> TASK PROMPT
Images embedded in the records are excluded; print everything else exactly as given.

> SOURCE MATERIAL
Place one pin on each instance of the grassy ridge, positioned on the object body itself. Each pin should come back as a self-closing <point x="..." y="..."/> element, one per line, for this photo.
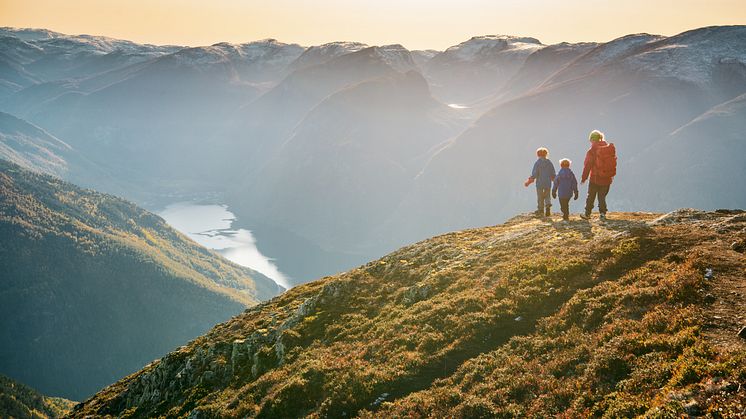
<point x="528" y="318"/>
<point x="20" y="402"/>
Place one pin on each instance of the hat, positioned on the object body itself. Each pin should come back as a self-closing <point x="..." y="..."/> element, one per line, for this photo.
<point x="596" y="135"/>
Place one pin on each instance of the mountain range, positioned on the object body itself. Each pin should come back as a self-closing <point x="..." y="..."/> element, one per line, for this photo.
<point x="348" y="151"/>
<point x="20" y="401"/>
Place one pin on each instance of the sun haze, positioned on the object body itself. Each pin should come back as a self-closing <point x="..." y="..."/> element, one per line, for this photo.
<point x="417" y="24"/>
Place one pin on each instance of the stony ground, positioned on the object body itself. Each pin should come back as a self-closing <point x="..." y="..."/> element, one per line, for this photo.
<point x="536" y="317"/>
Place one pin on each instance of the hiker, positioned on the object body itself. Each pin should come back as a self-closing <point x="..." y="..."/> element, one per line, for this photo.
<point x="600" y="164"/>
<point x="566" y="186"/>
<point x="543" y="174"/>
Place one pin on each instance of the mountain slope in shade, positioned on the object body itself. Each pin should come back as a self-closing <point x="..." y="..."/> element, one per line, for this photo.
<point x="352" y="158"/>
<point x="532" y="318"/>
<point x="262" y="126"/>
<point x="712" y="173"/>
<point x="21" y="402"/>
<point x="636" y="106"/>
<point x="32" y="147"/>
<point x="94" y="287"/>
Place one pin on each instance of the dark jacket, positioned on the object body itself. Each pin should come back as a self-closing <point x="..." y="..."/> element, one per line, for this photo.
<point x="590" y="160"/>
<point x="565" y="184"/>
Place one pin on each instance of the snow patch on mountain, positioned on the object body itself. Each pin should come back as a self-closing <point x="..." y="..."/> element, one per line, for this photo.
<point x="398" y="57"/>
<point x="482" y="46"/>
<point x="692" y="56"/>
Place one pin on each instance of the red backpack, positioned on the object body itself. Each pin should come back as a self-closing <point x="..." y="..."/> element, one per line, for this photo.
<point x="605" y="164"/>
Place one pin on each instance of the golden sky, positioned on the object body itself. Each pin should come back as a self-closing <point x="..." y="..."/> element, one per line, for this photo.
<point x="416" y="24"/>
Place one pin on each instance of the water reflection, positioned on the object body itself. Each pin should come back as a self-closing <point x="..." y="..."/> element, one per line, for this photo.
<point x="210" y="226"/>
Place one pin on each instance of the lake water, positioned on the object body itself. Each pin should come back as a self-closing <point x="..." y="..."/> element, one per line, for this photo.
<point x="211" y="226"/>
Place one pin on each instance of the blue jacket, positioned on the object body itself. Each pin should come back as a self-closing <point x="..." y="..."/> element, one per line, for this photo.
<point x="543" y="173"/>
<point x="565" y="184"/>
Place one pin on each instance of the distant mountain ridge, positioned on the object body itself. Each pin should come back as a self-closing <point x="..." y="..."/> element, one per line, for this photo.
<point x="20" y="401"/>
<point x="224" y="120"/>
<point x="94" y="287"/>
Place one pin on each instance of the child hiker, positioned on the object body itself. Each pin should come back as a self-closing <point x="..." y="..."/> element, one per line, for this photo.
<point x="543" y="173"/>
<point x="566" y="186"/>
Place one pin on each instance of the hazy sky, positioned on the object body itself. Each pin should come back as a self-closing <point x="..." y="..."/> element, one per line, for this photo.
<point x="417" y="24"/>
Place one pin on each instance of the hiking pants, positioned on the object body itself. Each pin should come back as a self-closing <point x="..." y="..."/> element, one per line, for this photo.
<point x="593" y="191"/>
<point x="565" y="206"/>
<point x="543" y="198"/>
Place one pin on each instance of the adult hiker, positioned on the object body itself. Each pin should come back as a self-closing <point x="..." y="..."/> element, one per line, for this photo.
<point x="600" y="165"/>
<point x="543" y="173"/>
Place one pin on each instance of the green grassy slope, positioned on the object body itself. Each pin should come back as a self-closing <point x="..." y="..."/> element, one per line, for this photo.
<point x="532" y="318"/>
<point x="19" y="401"/>
<point x="94" y="287"/>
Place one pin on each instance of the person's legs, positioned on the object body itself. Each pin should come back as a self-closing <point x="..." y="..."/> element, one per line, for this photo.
<point x="565" y="206"/>
<point x="590" y="200"/>
<point x="548" y="202"/>
<point x="602" y="192"/>
<point x="539" y="201"/>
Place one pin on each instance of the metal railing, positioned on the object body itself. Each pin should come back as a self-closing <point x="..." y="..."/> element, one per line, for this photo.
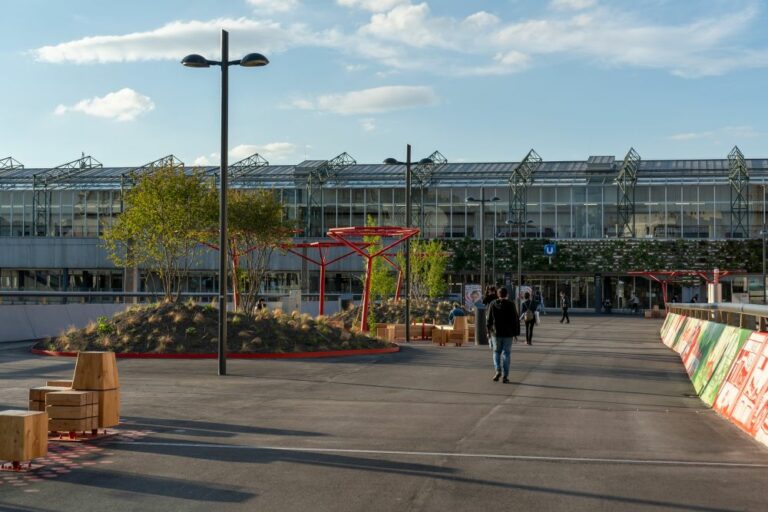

> WRITTEN RESPONSE
Place one pin on each instance of the grassy ridge, positioned on the object body itself. Each pin should come back as a self-closing <point x="..." y="..."/> element, one per line, for this photo.
<point x="528" y="318"/>
<point x="20" y="402"/>
Place one pin on each instance of the hat, positioned on the object body itself. Each pin should come back as a self-closing <point x="..." y="..."/> element, one per line, for this photo.
<point x="596" y="135"/>
Place one pin on each instance of the mountain range, positioned on the object body itself. Each pin should come back as a self-closing <point x="..." y="..."/> element, one per line, for this photo.
<point x="348" y="151"/>
<point x="20" y="401"/>
Place one pin on each instance of the sun haze, positioned on the object body itself. Each pin should come back as a self-closing <point x="..." y="..."/> element, one per line, for this photo.
<point x="417" y="24"/>
Place one pin on each instance of the stony ground, positioned on the object body itself. Each pin should come back as a self-closing <point x="..." y="..."/> element, one per line, for this photo.
<point x="536" y="317"/>
Place one pin on each instance of the hiker, positioned on the object body itself. Each pin should come back as a self-closing <point x="..." y="..."/> element, one per line, for this photo.
<point x="600" y="164"/>
<point x="566" y="186"/>
<point x="543" y="174"/>
Place one pin on each instance of the mountain slope in shade, positioned on the object body itself. Each pin should come back as a self-closing <point x="..." y="..."/> element, one per line, for this photo.
<point x="352" y="158"/>
<point x="532" y="318"/>
<point x="262" y="126"/>
<point x="712" y="173"/>
<point x="21" y="402"/>
<point x="636" y="106"/>
<point x="32" y="147"/>
<point x="94" y="287"/>
Place one pin on each instance of the dark jacket, positioned on the object body itself. Each pin should come back as a self-closing <point x="..." y="..."/> element, one per line, for this photo.
<point x="590" y="160"/>
<point x="565" y="184"/>
Place one pin on each instance of the snow patch on mountain, positioned on the object body itself. Each pin should come back as a self-closing <point x="..." y="..."/> element, one per line, for this photo.
<point x="398" y="57"/>
<point x="482" y="46"/>
<point x="692" y="56"/>
Place one pin on each instance of the red backpack, positioned on the object body itself. Each pin should come back as a self-closing <point x="..." y="..."/> element, one per line, for this photo.
<point x="605" y="164"/>
Place one pin on each instance of the golden sky, positioned on the object body itself. Each pin should come back as a self-closing <point x="..." y="..."/> element, one per line, for this photo.
<point x="416" y="24"/>
Place one pin on each instance of the water reflection, positioned on the object body itself. Each pin should come back as a self-closing <point x="..." y="..."/> element, one per line, for this photo.
<point x="210" y="226"/>
Place one pin on each instance of the lake water, positioned on the object body itself. Each pin should come back as a self-closing <point x="..." y="..."/> element, one per line, for this photo.
<point x="211" y="226"/>
Place one pin on each instance of the blue jacket, positioned on the object body itself. Each pin should come back as a self-closing <point x="..." y="..."/> element, one per line, for this photo.
<point x="543" y="173"/>
<point x="565" y="184"/>
Place one pin on each instance of the distant mountain ridge, positioned on the object body itself. Each pin should come back as a self-closing <point x="..." y="..."/> element, one per line, for this photo.
<point x="20" y="401"/>
<point x="224" y="120"/>
<point x="94" y="287"/>
Place one pin on each instance of the child hiker, positioned on the object body itself. Each pin should come back as a self-closing <point x="..." y="..."/> element, one per line, for this photo.
<point x="543" y="173"/>
<point x="566" y="186"/>
Place one pin on each instance of the hazy sky, positioned on the object body itself. Each pin should come back as a self-closing <point x="..." y="..."/> element, one per line, for this photo.
<point x="417" y="24"/>
Place one pin on each instance of the hiking pants, positioned on the object body itself. Each pin should come back as a self-closing <point x="..." y="..."/> element, one per line, for this photo.
<point x="593" y="191"/>
<point x="565" y="206"/>
<point x="543" y="198"/>
Place one pin on each instance of the adult hiker, positioned on the object body itself. Each pin should come back as a self-closing <point x="..." y="..."/> element, one per line, for this photo.
<point x="600" y="165"/>
<point x="543" y="173"/>
Place one pin on each instance of the green grassy slope, positioned on the object body itself. Each pin should come back as a self-closing <point x="..." y="..."/> element, one per line, for this photo.
<point x="532" y="318"/>
<point x="19" y="401"/>
<point x="94" y="287"/>
Place one pin on each instance of the person's legs, positioned on the object body itself. Each pin should come back as a self-closing <point x="..." y="..."/> element, one per line, for this photo.
<point x="565" y="206"/>
<point x="590" y="200"/>
<point x="548" y="202"/>
<point x="602" y="192"/>
<point x="539" y="201"/>
Place one pin on each instance of the metal railing, positioned on the object body itself. Each pin should come back as a self-closing <point x="..." y="..."/> element, one per line, for this photo.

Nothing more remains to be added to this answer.